Exercise description :: Output each line of the material exactly as it stands.

START Records for the exercise

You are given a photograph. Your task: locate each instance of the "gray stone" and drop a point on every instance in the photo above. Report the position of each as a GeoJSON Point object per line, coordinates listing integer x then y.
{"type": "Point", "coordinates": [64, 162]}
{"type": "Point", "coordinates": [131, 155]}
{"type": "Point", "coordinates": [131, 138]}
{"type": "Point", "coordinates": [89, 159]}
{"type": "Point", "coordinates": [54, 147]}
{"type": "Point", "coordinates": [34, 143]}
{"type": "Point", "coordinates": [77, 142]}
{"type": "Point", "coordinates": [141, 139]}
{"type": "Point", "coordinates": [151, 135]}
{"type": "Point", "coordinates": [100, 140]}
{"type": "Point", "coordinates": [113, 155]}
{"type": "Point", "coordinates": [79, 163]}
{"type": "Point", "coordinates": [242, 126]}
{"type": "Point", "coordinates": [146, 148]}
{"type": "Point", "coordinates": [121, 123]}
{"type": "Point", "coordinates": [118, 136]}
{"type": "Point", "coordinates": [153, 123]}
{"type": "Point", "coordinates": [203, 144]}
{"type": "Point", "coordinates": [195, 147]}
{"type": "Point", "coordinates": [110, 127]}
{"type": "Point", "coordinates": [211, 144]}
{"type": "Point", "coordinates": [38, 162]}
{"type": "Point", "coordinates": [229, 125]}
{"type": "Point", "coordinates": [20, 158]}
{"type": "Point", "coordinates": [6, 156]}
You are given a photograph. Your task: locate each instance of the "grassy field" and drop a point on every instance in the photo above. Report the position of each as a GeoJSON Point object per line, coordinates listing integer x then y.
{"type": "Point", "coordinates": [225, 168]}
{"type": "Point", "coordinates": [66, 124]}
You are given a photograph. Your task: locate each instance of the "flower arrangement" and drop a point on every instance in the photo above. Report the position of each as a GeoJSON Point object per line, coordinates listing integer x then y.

END Records for the exercise

Solved problem ::
You are given a photograph. Your task: locate each instance of the "gray stone" and drop a point on every instance in the photo above. Report the position of each as a GeoJSON Point object per line, coordinates listing integer x then y.
{"type": "Point", "coordinates": [64, 162]}
{"type": "Point", "coordinates": [131, 155]}
{"type": "Point", "coordinates": [131, 138]}
{"type": "Point", "coordinates": [89, 159]}
{"type": "Point", "coordinates": [54, 147]}
{"type": "Point", "coordinates": [34, 143]}
{"type": "Point", "coordinates": [77, 142]}
{"type": "Point", "coordinates": [141, 139]}
{"type": "Point", "coordinates": [151, 135]}
{"type": "Point", "coordinates": [100, 140]}
{"type": "Point", "coordinates": [113, 155]}
{"type": "Point", "coordinates": [79, 163]}
{"type": "Point", "coordinates": [242, 126]}
{"type": "Point", "coordinates": [146, 148]}
{"type": "Point", "coordinates": [121, 123]}
{"type": "Point", "coordinates": [118, 136]}
{"type": "Point", "coordinates": [153, 123]}
{"type": "Point", "coordinates": [203, 144]}
{"type": "Point", "coordinates": [195, 147]}
{"type": "Point", "coordinates": [110, 127]}
{"type": "Point", "coordinates": [211, 144]}
{"type": "Point", "coordinates": [38, 162]}
{"type": "Point", "coordinates": [229, 125]}
{"type": "Point", "coordinates": [20, 158]}
{"type": "Point", "coordinates": [6, 156]}
You are given a photograph. Your task: locate each instance of the "grassy field" and drop a point on every instance in the photo above. Report the position of each as a GeoJSON Point object per line, coordinates listing integer x then y.
{"type": "Point", "coordinates": [225, 168]}
{"type": "Point", "coordinates": [66, 124]}
You are given a photograph. Your task: locate each instance of the "flower arrangement" and drop a point on every instance in the photo above. Report the position of each as a GeoJSON Point object per line, coordinates listing integer x then y.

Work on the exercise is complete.